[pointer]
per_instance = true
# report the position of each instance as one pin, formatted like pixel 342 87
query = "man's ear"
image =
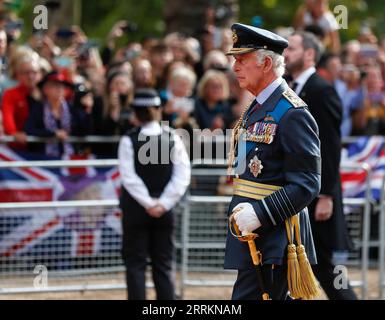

- - -

Exercise instructions: Update the records by replacing "ear" with "nose" and keeping everything else the same. Leave the pictures out of your answer.

Answer to the exercise:
[pointer]
per_instance = true
# report the position of each instance as one pin, formatted like pixel 342 87
query = "man's nose"
image =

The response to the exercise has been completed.